§ REQUIRED TASK A
In the passage on the northwestern Ontario boreal forest, rewrite the portion from "Chapter 3 opens" to "future forest health.", substituting "system" for "organism".
§ REQUIRED TASK B
According to the passage on the northwestern Ontario boreal forest, between which two places did the author's career as a forester move?

§ SOURCE TEXT
That’s enough about economics and conflict. The focus of this book is on how forests can be best managed so that they will remain healthy and substantial enough so that all of the various interest groups can enjoy them. I want my readers to understand how the northwestern Ontario (NWO) boreal forest behaves when it is left to either, or both, natural and human influence.
The Read from Here
In Chapter 2 I introduce myself and my early perceptions of the forest, foresters, and the forest industry. We then follow the trail that changed me from one who perceived foresters and the forest industry as abusers of the land to deciding to become a forester and work for the industry.
Chapter 3 opens with a short summary of my experiences as a professional forester and how those experiences impacted my earlier perceptions. My career took me from Newfoundland to Ontario, and from both locations I visited other forests across our nation. I became aware that the boreal forest is not a uniform, static entity, but a living, dynamic organism in tune with local climate and soil. Ontario’s forest policy documents and their foundation are discussed from my perspective, which is based on my past involvement. I stress that more public and stakeholder knowledge about the forest, as well as a willingness to share, are needed as essential ingredients for future forest health.

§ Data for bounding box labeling

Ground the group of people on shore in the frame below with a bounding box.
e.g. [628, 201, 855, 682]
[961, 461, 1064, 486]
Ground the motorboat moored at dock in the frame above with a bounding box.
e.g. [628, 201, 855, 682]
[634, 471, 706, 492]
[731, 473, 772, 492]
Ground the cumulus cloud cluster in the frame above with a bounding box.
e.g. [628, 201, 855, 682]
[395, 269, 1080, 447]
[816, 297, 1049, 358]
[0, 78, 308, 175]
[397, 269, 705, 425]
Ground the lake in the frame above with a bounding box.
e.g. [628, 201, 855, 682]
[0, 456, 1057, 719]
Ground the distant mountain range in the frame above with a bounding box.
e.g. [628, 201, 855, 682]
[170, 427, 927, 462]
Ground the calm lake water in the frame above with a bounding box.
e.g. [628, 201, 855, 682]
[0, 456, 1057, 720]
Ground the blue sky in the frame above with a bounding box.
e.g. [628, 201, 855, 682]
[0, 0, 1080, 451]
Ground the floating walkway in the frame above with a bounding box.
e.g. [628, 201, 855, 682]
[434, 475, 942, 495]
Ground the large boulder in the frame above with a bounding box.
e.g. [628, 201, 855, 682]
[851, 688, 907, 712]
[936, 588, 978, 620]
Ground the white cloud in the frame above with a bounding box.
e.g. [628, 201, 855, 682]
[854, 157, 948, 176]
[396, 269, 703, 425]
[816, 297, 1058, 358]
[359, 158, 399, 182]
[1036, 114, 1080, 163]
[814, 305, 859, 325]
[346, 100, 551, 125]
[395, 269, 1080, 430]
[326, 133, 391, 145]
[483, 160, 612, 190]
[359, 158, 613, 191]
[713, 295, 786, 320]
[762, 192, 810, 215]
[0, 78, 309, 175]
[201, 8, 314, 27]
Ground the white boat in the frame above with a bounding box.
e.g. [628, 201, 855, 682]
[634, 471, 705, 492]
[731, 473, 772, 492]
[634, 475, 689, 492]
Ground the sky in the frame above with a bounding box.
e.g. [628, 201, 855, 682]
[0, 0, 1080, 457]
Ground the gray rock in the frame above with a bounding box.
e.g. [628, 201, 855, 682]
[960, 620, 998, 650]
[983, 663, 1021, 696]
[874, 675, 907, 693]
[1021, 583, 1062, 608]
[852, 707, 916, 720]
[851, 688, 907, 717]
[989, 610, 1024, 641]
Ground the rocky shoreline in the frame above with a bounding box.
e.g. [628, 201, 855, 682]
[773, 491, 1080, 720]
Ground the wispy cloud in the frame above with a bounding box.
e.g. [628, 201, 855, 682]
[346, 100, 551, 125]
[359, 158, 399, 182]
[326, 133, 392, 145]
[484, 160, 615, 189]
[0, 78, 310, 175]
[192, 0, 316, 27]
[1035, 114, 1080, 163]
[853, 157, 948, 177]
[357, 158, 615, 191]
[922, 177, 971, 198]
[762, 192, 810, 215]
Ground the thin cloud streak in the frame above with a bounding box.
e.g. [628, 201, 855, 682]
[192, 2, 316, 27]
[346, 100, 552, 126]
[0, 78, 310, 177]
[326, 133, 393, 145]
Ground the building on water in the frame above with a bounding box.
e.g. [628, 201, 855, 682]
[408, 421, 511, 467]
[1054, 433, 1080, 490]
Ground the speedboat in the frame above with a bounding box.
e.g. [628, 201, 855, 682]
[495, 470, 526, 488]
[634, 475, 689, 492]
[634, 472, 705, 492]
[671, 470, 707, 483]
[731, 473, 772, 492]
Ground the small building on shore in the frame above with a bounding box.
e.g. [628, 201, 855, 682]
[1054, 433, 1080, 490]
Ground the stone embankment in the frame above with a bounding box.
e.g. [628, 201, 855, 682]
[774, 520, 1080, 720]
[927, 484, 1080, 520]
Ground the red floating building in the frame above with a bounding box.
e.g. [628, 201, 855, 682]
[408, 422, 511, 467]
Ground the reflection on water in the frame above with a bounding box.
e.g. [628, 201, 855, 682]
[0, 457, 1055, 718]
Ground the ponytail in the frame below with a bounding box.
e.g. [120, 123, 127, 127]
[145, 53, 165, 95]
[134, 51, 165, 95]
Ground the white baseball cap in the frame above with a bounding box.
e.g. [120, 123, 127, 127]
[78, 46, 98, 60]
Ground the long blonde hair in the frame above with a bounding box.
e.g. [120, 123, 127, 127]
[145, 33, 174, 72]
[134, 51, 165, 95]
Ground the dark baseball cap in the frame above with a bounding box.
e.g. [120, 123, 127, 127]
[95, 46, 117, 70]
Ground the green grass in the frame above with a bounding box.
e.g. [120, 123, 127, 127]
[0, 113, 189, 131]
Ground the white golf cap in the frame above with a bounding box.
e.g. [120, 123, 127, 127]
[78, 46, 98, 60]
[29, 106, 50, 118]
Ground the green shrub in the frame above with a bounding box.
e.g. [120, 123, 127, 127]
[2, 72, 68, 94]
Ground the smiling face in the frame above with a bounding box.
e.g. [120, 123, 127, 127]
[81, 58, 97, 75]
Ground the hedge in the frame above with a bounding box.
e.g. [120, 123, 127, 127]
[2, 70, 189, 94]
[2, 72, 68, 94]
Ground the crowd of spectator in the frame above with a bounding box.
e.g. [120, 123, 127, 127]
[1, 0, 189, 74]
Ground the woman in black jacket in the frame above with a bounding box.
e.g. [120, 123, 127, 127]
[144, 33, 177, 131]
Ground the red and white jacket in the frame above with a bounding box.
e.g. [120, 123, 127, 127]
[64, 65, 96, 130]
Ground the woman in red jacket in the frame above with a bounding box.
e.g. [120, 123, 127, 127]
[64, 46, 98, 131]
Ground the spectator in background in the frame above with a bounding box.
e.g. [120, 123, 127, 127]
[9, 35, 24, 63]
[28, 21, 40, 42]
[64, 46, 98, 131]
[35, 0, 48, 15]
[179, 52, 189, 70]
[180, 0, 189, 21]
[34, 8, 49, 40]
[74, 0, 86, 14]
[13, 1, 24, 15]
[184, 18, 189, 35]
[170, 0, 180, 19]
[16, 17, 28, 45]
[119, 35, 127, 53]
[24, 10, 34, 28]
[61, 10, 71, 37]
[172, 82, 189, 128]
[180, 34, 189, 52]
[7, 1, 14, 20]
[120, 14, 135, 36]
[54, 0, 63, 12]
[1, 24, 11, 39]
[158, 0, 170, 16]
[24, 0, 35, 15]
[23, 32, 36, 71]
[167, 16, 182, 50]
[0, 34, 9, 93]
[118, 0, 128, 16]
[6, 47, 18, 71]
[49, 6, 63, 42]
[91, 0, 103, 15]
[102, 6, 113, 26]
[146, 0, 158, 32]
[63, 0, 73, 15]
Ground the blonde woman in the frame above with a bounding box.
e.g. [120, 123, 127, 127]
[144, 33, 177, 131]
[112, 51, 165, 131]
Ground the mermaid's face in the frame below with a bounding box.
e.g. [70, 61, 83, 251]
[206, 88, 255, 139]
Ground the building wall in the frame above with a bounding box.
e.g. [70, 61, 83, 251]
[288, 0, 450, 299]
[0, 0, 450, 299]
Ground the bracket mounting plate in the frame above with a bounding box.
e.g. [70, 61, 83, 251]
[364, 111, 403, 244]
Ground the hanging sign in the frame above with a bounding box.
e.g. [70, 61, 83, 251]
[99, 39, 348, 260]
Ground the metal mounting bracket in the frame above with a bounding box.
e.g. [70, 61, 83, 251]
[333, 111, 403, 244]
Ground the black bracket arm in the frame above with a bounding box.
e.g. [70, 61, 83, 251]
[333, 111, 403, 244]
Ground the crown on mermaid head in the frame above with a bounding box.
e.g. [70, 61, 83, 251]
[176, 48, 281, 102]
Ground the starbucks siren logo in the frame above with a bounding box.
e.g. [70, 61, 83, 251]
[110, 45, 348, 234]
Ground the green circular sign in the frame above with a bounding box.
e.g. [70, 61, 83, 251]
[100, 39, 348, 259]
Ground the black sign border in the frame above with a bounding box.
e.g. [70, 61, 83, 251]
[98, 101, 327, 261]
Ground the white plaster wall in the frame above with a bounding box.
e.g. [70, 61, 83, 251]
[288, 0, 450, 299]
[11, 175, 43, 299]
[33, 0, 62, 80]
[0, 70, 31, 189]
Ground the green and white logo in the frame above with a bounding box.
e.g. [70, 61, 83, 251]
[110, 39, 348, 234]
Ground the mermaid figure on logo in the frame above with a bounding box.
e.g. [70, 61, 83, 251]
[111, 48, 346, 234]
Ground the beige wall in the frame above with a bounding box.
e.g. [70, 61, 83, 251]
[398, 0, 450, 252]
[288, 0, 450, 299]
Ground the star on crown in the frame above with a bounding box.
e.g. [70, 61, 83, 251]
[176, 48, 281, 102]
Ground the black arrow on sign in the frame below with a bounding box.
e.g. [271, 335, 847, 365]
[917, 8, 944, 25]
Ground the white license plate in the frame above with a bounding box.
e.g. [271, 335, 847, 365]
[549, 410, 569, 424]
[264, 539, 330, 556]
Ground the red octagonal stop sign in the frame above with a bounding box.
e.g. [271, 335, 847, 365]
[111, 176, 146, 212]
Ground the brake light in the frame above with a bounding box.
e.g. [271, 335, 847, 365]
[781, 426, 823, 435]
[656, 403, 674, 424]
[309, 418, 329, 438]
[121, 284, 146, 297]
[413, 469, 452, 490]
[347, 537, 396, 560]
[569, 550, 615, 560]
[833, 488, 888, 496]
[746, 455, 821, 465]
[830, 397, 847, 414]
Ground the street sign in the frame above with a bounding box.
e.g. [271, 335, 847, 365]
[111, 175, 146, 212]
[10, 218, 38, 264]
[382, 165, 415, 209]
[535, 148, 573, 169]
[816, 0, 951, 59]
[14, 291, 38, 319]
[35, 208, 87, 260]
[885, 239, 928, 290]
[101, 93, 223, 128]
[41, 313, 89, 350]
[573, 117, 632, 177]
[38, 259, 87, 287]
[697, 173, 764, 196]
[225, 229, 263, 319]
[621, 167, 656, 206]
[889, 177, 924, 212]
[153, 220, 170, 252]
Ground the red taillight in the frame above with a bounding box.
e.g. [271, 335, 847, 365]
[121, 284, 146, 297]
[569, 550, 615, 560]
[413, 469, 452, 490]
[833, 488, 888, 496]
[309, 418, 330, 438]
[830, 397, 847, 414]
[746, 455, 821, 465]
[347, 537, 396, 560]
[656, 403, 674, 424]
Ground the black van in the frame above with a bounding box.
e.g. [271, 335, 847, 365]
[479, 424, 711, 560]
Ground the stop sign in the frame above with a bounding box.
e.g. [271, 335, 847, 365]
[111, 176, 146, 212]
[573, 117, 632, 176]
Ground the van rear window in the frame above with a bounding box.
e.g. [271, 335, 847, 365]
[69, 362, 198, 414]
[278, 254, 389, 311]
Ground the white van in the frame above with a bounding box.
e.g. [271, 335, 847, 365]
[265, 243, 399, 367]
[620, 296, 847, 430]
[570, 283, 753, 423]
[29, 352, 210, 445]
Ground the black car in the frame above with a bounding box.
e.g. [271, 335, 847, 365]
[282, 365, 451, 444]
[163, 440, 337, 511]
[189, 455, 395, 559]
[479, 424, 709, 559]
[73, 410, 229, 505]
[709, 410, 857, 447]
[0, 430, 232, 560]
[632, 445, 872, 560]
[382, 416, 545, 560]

§ WORKED SOLUTION A
Chapter 3 opens with a short summary of my experiences as a professional forester and how those experiences impacted my earlier perceptions. My career took me from Newfoundland to Ontario, and from both locations I visited other forests across our nation. I became aware that the boreal forest is not a uniform, static entity, but a living, dynamic system in tune with local climate and soil. Ontario’s forest policy documents and their foundation are discussed from my perspective, which is based on my past involvement. I stress that more public and stakeholder knowledge about the forest, as well as a willingness to share, are needed as essential ingredients for future forest health.

§ WORKED SOLUTION B
From Newfoundland to Ontario.